> _Challenge_: Transcribe the records below line for line, without changing anything.

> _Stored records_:
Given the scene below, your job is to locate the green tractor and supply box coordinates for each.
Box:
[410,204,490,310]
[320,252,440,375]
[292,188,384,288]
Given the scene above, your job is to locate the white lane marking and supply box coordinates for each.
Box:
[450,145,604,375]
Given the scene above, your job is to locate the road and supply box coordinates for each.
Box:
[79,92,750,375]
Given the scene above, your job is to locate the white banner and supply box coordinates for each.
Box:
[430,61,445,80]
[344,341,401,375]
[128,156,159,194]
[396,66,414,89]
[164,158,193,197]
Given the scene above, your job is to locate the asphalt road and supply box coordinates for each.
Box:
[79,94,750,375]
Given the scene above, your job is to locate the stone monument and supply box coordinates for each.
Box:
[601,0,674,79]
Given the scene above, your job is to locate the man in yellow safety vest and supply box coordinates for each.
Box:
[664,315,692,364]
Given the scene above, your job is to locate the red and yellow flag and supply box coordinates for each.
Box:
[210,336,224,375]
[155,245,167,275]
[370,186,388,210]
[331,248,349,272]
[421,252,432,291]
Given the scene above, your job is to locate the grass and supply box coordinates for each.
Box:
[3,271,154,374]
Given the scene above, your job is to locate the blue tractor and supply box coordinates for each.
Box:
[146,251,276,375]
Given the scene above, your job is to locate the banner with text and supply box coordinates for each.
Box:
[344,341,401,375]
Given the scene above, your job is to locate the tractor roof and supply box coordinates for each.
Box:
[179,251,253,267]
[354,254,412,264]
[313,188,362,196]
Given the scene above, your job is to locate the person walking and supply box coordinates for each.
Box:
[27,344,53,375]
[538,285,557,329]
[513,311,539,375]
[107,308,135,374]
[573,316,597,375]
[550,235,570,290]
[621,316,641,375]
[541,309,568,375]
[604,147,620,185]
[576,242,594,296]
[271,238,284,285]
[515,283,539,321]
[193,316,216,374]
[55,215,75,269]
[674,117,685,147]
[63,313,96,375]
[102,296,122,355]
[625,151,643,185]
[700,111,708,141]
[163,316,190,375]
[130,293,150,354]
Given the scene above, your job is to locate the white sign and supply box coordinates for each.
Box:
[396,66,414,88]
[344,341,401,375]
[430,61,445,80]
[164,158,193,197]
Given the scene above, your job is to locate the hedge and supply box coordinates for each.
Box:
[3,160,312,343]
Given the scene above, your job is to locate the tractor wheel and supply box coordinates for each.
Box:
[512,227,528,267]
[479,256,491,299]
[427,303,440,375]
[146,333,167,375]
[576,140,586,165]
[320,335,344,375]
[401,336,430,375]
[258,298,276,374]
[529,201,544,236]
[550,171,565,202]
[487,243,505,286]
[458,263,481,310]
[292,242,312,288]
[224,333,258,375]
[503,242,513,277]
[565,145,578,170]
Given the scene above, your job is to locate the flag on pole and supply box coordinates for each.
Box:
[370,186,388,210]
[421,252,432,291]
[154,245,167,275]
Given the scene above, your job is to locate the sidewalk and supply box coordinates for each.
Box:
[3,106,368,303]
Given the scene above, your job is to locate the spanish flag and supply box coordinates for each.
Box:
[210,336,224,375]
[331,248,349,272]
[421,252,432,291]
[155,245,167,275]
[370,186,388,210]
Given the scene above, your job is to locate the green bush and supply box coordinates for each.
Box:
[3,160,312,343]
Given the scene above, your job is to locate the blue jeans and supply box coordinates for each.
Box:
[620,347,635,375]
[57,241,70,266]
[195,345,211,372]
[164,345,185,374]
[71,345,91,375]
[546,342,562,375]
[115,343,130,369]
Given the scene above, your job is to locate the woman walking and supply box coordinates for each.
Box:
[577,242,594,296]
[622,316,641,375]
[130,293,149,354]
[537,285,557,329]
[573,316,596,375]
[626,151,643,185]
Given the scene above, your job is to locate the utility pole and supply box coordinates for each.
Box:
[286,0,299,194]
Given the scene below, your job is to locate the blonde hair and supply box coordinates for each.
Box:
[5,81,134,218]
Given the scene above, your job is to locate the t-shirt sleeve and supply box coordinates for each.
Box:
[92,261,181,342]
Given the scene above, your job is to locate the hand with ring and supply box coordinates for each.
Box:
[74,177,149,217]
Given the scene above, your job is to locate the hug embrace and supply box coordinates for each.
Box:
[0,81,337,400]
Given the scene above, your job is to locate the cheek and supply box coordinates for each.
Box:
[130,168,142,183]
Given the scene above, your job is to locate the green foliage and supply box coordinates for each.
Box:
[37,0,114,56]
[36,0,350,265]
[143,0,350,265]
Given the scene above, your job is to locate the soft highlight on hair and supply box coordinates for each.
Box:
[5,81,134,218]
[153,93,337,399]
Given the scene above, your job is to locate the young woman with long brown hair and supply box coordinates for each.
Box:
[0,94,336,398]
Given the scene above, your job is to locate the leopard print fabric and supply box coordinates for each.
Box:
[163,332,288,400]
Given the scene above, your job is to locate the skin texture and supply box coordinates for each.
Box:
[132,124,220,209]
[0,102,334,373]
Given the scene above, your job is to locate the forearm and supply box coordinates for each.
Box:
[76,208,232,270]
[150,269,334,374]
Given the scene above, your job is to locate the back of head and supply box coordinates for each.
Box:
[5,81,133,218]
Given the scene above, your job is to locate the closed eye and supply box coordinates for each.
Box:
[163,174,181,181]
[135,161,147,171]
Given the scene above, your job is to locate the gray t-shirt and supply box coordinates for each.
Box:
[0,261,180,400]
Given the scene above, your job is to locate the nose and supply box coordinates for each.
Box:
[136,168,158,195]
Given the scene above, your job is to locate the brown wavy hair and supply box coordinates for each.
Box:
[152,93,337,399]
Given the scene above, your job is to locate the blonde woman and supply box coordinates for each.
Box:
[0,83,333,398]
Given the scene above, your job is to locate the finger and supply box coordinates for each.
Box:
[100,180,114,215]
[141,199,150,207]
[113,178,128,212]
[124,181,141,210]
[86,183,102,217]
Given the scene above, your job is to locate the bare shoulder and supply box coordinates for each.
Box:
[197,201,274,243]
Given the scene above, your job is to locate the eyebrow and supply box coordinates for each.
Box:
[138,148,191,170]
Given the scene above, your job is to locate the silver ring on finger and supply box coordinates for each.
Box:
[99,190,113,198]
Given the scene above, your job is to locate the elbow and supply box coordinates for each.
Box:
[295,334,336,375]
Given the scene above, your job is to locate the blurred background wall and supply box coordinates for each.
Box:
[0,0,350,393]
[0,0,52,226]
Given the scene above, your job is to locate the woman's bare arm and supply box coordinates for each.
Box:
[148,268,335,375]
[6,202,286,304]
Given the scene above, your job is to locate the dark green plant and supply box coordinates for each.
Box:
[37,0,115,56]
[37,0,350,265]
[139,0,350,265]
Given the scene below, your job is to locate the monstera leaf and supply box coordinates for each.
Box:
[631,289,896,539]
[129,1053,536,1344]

> _Exercise solution_:
Given the scene below, your job is to locate the green tractor and supply box coordinates for each.
Box:
[410,204,490,310]
[320,252,440,375]
[292,188,384,288]
Given the scene above, your job is to locate the white lane marking and supply box coordinates for each.
Box:
[450,145,604,375]
Given the scene above, your job is to locate the road and supply box coordinates for each.
Box:
[79,92,750,375]
Given the scene above, your job is to locate the white banner and supply box coordinates for each.
Box:
[430,61,445,80]
[344,341,401,375]
[128,156,159,194]
[396,66,414,89]
[164,158,193,197]
Given the scene above, your job is to locate the asphalt road and supply box coordinates for each.
Box:
[79,94,750,375]
Given the scene above, your job is to locate the stone monument and supply box coordinates for each.
Box:
[601,0,674,79]
Given the scene above, your job is to locate the man in yellow safety vest and supply box coordinates for each.
Box:
[664,315,692,364]
Given the scene above, your job is to locate the red and yellow flag and supply box coordinates for each.
Box:
[210,336,224,375]
[155,245,167,275]
[370,186,388,210]
[331,248,349,272]
[421,252,432,291]
Given the scene above, your job is to locate the grass and supply box coordinates for each.
Box:
[3,271,154,374]
Given the scene above, your job is to locate the blue tractor and supply box coordinates for each.
Box:
[146,251,276,375]
Given the scene above, your job is to locate the banner with text and supply box coordinates for each.
Box:
[344,341,401,375]
Given the scene above, your job is to locate the tractor roof and supply box coordinates for each.
Box:
[179,251,253,267]
[354,254,412,264]
[313,188,362,196]
Given the scene above, your job is to locate the person walking and supply box coordinates for each.
Box:
[27,344,53,375]
[538,285,557,329]
[513,311,539,375]
[107,308,135,374]
[573,316,597,375]
[550,235,570,290]
[621,316,641,375]
[541,309,568,375]
[604,147,620,185]
[576,242,594,296]
[271,238,284,285]
[515,283,539,321]
[193,316,216,374]
[55,215,75,269]
[674,117,685,147]
[63,313,96,375]
[102,296,122,355]
[625,151,643,185]
[700,111,708,141]
[163,316,190,375]
[130,293,150,354]
Given the scene above, your job is to locate the white sign and supply box coordinates for each.
Box:
[396,66,414,88]
[344,341,401,375]
[430,61,445,80]
[164,158,193,197]
Given the scene above, your job is to locate the hedge and supply box coordinates for each.
Box:
[3,160,312,343]
Given the scene above, your job is to locate the tractor wheel and supply box coordinates for each.
Box:
[512,227,528,267]
[479,256,491,299]
[427,303,440,375]
[146,333,167,375]
[576,140,586,165]
[320,335,344,375]
[401,336,430,375]
[258,298,276,374]
[529,201,544,236]
[550,171,565,202]
[487,243,505,286]
[458,263,481,310]
[292,242,312,288]
[224,333,258,375]
[503,242,513,277]
[565,145,578,170]
Given the scene above, your job is to locate the flag on pole and supply box coordinates for each.
Box:
[370,186,388,210]
[421,252,432,291]
[154,245,167,275]
Given the scene above, your job is to locate the sidewalk and supply box coordinates for each.
Box:
[3,106,368,303]
Given the scene above, your job is to locate the spanish flag and supply box coordinates for each.
Box:
[210,336,224,375]
[331,248,349,272]
[421,252,432,291]
[155,245,167,275]
[370,186,388,210]
Given the scene above, your job is to locate the green bush and supply box coordinates for each.
Box:
[3,160,312,343]
Given the scene above, your job is to locate the blue jeans and supply box coordinates for each.
Box:
[620,347,635,375]
[57,241,70,266]
[195,345,211,372]
[164,345,185,374]
[71,345,91,375]
[546,342,562,375]
[115,343,130,369]
Given the scene above, your job is to locate the woman walking and supply box coordinates for each.
Box:
[577,242,594,296]
[622,316,641,375]
[130,293,149,354]
[537,285,557,329]
[573,316,596,375]
[626,151,643,185]
Given the scene above, your job is to locate the utility pole and supply box coordinates for each.
Box:
[286,0,299,194]
Given the scene below, your job is to locate the blonde hair and supply box coordinates for each.
Box:
[5,81,134,218]
Given the scene above, your job is to locate the t-shirt sleeve and supply box coordinates for each.
Box:
[92,261,181,342]
Given the scene above, your job is to locate the hand with ring and supply box coordinates for each.
Box:
[74,177,149,217]
Given the scene above, your job is to locate the hug embrace and supply box coordinates for each.
Box:
[0,81,337,400]
Given the scene above, your job is to locate the cheek and supply box coordinates for each.
Box:
[130,168,142,183]
Given the scene above, your job is to locate the green foliage and supply box coordinates for each.
Box:
[37,0,114,56]
[36,0,350,265]
[143,0,350,265]
Given the scene above, your job is to locate the soft highlight on hair and supply box coordinates for each.
Box:
[5,81,134,218]
[153,93,337,399]
Given the scene above, your job is to locate the young woman with long brown hair and supply box coordinates for each.
Box:
[0,94,336,398]
Given the scene above, your job is to locate the leopard print fabric and supply box coordinates for each.
Box:
[163,332,288,400]
Given the scene above, your job is to locate the skin texture and supply box coordinates for each.
Box:
[132,124,220,209]
[0,102,334,373]
Given the scene above, your job is to locate the forearm and supply box coordinates for each.
Box:
[76,208,232,270]
[150,269,334,374]
Given the scene above, your job is to locate the back of head and supply box coordinates for each.
Box:
[5,81,133,218]
Given the scene above, your job is to locate the closed eye and supply box coordinates for each.
Box:
[163,174,181,181]
[135,161,147,171]
Given the scene above, your job is to locate the gray t-shirt and supply box coordinates for each.
Box:
[0,261,180,400]
Given the scene above, your job is to locate the nose and supply box coordinates for each.
Box:
[136,168,158,195]
Given the scene above, your job is to locate the brown wavy hair and supply box coordinates for each.
Box:
[152,93,337,399]
Given the scene above, your job is to locate the blonde woman and supply box coordinates for each.
Box:
[0,83,333,398]
Given the scene above, your job is to locate the finger and supply box coordinates for each.
Box:
[100,180,114,215]
[141,199,150,207]
[113,178,128,212]
[124,181,141,210]
[86,183,102,217]
Given the scene above, your job is to locate the bare shoulder and supply box coordinates for each.
Box:
[197,201,274,243]
Given the scene above, your job is to locate the eyebrow and supply box coordinates for each.
Box:
[138,148,191,170]
Given the scene above, your job is to locate the silver ring on finger and supply box coordinates for each.
Box:
[99,190,113,198]
Given the scene above, your job is to locate the elbow and supply box coordinates for each.
Box:
[295,334,336,375]
Given the scene above, your job is to locate the blurred background wall and supply box coordinates for each.
Box:
[0,0,350,393]
[0,0,52,226]
Given the scene above, your job is to locate the woman's bare arm and supply box coordinates for each.
Box:
[148,268,335,375]
[6,202,286,304]
Given the scene above, your job is to locate the dark green plant and supply box coordinates for each.
Box:
[37,0,115,56]
[37,0,350,265]
[139,0,350,265]
Given the scene below, your job is to locate the monstera leaf and supply box coordinates for each.
Box:
[631,289,896,539]
[129,1053,536,1344]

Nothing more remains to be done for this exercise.